** Excerpt provided follows **
Javier Baez finally gets his chance

DENVER -- Javier Baez was treated like a superstar from the moment he was drafted as the Chicago Cubs’ first-round pick in 2011. But he rarely took the time to bask in it.

He was too busy hounding his teammates and coaches for tips, trying to perfect his “always big, always hard” swing late into the night at minor league batting cages, and listening to every word player-coach Manny Ramirez told him.

No really, he did.

“I learn everything I can,” said Baez, who was called up to "the show" on Tuesday with the Cubs visiting the only NL team sporting more losses than them, the Colorado Rockies. “I just did what I needed to do.”

Baez stayed confident that he was doing the right things all along, despite criticism and the fact his game was suffering from an identity crisis.

Baez, the same guy who dominated Double-A headlines and pitchers alike in 2013, batted .178 in his opening act in Triple-A Iowa. Because of it, according to ESPN Insider Christopher Crawford, more than one scout had declared Baez’s season as good as dead.

That passed, though, and so did Baez’s biggest slump of his short career. And after a 33.7 strikeout rate in his first 66 games in Triple-A, Baez began avoiding pitches in the dirt and trimmed his K rate to 23.8.

When asked about it Tuesday, he thanked Ramirez for his improved focus at the plate, saying the 41-year-old spent a lot of time with him working on his approach.

“He would just talk about my approach and how the pitchers were ... pitching around some to me and some of the other guys,” Baez said. “That’s why I’m taking more pitches and swinging at pitches in the zone.”
** End of Excerpt provided **
_Activities_.
1. Translate this sentence from the article about Javier Baez into Spanish: "Baez stayed confident that he was doing the right things all along, despite criticism and the fact his game was suffering from an identity crisis."
2. From the article about Javier Baez, reproduce word for word everything from "Javier Baez finally" down to "Ramirez told him.".
** Given records follows **
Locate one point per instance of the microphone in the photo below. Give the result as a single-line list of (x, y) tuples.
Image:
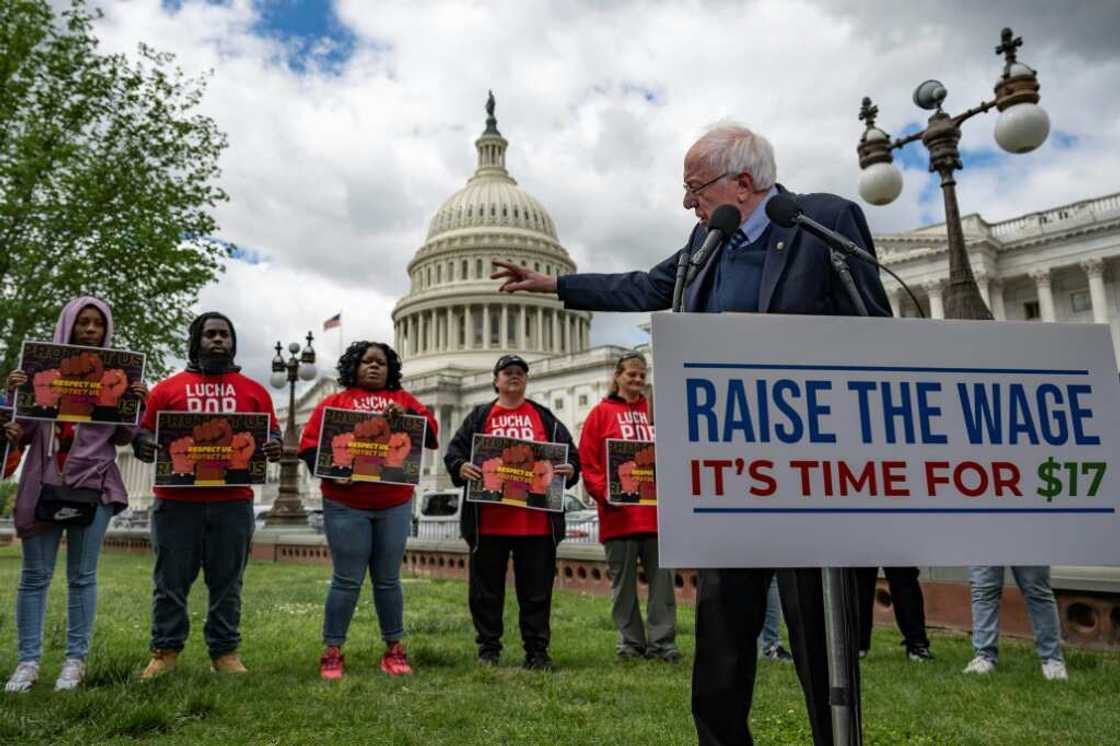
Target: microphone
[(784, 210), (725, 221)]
** End of Given records **
** Given records follows **
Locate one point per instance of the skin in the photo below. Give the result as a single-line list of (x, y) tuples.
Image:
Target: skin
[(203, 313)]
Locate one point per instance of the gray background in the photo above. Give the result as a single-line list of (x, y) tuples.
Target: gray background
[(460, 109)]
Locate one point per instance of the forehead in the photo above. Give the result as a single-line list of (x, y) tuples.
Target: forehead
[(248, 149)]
** End of Given records **
_Responses in order_.
1. Baez se mantuvo seguro de que estaba haciendo lo correcto todo el tiempo, a pesar de las críticas y del hecho de que su juego sufría una crisis de identidad.

2.
Javier Baez finally gets his chance

DENVER -- Javier Baez was treated like a superstar from the moment he was drafted as the Chicago Cubs’ first-round pick in 2011. But he rarely took the time to bask in it.

He was too busy hounding his teammates and coaches for tips, trying to perfect his “always big, always hard” swing late into the night at minor league batting cages, and listening to every word player-coach Manny Ramirez told him.